(Extracted records)
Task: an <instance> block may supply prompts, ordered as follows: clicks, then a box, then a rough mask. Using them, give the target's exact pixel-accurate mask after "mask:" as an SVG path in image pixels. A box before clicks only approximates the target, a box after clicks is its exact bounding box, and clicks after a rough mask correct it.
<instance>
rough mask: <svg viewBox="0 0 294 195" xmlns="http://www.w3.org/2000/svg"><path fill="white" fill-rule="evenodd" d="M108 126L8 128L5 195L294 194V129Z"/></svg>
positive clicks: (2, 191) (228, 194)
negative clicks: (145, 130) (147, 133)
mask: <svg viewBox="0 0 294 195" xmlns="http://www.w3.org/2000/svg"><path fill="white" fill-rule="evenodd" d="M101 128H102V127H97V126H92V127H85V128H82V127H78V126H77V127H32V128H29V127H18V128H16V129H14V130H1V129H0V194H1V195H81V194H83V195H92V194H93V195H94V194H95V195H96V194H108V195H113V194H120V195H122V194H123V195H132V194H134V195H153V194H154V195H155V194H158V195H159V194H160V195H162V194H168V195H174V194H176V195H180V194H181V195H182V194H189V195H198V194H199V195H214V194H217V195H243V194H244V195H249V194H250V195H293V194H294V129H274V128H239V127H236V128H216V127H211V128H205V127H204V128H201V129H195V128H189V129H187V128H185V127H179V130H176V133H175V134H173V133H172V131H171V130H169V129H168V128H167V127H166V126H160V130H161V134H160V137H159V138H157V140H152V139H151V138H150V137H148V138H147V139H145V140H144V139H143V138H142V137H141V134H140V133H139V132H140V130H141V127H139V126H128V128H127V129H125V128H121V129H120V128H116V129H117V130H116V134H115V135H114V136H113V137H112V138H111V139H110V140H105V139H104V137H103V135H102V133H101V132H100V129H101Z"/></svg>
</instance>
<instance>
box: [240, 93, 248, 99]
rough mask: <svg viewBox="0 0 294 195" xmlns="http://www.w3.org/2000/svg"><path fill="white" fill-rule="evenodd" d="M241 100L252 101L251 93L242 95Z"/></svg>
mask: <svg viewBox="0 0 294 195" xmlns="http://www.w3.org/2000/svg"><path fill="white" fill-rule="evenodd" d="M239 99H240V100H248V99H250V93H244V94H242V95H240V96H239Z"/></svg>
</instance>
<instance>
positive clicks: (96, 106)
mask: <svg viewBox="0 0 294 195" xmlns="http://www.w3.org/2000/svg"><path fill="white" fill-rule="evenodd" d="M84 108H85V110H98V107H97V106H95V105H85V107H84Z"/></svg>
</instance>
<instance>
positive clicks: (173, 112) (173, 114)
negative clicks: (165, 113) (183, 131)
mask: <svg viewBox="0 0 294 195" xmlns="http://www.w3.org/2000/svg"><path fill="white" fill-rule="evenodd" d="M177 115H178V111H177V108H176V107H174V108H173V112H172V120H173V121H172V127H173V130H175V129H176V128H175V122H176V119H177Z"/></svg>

--

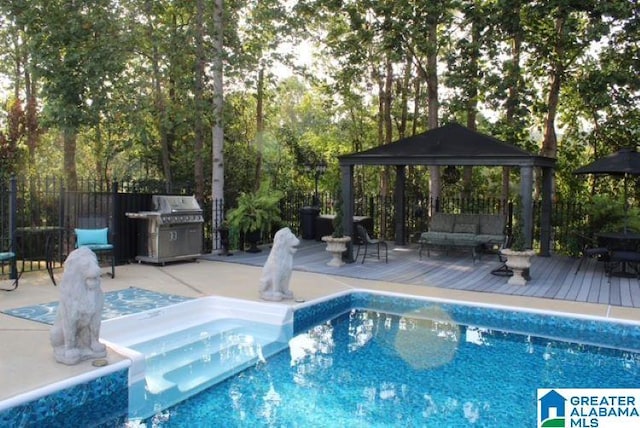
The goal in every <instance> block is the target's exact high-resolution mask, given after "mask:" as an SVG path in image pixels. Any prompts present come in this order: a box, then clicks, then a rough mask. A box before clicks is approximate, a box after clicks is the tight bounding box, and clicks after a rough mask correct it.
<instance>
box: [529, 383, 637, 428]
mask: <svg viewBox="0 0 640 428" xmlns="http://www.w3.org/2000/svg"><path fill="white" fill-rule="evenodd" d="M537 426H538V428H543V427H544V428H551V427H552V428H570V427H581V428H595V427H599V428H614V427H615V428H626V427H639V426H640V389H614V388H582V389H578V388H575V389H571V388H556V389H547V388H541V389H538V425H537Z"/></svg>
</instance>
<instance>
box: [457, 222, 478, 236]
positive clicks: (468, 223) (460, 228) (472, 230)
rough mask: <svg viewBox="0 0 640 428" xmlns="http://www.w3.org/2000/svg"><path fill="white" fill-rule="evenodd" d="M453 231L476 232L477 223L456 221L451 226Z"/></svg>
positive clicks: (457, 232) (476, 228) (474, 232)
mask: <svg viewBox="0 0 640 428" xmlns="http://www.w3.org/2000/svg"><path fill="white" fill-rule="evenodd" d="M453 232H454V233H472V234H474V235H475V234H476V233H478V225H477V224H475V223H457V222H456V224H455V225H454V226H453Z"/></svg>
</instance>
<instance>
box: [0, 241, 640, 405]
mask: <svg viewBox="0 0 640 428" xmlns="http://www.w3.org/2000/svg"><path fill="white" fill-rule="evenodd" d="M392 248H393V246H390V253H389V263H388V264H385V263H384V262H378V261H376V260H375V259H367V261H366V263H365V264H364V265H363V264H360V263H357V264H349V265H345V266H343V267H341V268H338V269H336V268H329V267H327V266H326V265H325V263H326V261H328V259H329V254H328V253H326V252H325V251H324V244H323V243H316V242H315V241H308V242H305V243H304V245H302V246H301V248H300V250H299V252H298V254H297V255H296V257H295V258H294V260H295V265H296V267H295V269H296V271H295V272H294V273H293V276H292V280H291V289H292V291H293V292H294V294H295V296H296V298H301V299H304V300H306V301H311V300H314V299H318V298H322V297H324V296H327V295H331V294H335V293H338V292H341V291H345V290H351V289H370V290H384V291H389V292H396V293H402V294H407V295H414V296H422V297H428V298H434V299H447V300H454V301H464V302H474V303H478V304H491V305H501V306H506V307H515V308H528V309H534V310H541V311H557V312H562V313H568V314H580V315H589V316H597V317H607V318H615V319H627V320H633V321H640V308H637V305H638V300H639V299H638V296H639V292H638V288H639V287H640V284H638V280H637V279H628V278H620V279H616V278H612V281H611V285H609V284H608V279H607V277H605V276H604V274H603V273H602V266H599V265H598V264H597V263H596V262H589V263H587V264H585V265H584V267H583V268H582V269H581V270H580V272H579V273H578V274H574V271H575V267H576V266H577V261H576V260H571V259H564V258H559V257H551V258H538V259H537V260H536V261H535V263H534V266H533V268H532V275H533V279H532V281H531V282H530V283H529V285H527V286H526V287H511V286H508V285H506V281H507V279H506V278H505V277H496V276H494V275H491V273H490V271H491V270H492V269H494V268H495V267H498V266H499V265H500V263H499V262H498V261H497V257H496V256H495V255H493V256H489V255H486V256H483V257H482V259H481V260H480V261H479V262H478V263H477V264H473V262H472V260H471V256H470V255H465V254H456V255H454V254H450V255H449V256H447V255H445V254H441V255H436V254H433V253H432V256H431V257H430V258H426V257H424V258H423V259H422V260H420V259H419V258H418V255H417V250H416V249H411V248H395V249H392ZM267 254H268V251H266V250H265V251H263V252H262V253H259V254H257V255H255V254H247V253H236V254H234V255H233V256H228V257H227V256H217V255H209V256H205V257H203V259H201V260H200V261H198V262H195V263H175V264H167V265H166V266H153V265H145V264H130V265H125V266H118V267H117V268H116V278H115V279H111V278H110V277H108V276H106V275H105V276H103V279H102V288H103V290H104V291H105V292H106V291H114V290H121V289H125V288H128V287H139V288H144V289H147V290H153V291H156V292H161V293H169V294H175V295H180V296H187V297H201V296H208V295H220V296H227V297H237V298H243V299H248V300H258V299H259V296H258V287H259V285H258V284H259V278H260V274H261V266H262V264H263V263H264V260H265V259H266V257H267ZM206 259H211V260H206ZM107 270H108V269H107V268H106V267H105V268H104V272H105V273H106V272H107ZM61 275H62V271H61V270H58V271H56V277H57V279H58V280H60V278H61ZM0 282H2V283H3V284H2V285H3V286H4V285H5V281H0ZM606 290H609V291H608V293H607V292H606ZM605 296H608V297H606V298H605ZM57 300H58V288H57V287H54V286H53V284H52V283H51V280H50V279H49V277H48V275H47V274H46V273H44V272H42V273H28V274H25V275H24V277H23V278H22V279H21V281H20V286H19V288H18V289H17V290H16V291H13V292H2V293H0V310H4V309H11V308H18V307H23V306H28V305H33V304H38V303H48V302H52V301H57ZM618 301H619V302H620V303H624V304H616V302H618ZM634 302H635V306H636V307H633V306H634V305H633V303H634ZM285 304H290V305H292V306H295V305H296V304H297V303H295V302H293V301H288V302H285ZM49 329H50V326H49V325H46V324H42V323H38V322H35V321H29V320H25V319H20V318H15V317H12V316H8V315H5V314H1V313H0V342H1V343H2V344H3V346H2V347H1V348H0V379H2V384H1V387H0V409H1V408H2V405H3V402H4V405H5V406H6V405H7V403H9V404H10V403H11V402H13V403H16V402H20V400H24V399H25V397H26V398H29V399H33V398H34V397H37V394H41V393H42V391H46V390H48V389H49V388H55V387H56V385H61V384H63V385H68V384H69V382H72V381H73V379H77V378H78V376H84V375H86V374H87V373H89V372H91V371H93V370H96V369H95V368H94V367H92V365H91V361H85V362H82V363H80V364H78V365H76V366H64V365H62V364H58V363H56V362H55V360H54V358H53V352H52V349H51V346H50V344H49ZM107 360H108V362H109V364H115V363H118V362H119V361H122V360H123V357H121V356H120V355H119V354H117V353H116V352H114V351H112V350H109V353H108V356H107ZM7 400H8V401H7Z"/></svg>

...

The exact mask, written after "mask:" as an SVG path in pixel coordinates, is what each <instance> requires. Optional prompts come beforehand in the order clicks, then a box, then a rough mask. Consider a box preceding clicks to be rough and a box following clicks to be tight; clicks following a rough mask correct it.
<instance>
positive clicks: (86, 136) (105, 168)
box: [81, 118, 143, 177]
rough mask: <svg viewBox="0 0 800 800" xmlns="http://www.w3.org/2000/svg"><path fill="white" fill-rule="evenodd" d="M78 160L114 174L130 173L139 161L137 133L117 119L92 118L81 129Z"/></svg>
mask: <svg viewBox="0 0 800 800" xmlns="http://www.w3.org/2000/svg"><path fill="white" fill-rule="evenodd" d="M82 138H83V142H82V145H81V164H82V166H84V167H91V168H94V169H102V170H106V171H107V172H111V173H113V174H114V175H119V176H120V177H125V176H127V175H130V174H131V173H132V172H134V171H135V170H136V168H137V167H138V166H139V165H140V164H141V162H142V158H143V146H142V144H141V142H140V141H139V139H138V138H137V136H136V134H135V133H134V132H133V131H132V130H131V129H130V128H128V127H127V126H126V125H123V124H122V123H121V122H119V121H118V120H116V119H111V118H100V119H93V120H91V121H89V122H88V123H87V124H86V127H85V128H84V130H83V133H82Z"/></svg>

Task requirements – Can you update the lines starting with the one containing "The exact mask, written" and ending with the one containing "box: [81, 118, 143, 177]", replacing "rough mask" with "coarse mask" and leaving everything else as it is?

Written answer –
The exact mask, written after "mask:" as an SVG path in pixel coordinates, is what each <instance> requires. Optional prompts come beforehand in the order clicks, then a box, then a coarse mask. Consider a box preceding clicks to be rough and a box following clicks to be tight; clicks following a coarse mask correct it.
<instance>
positive clicks: (86, 136) (105, 168)
box: [81, 118, 143, 177]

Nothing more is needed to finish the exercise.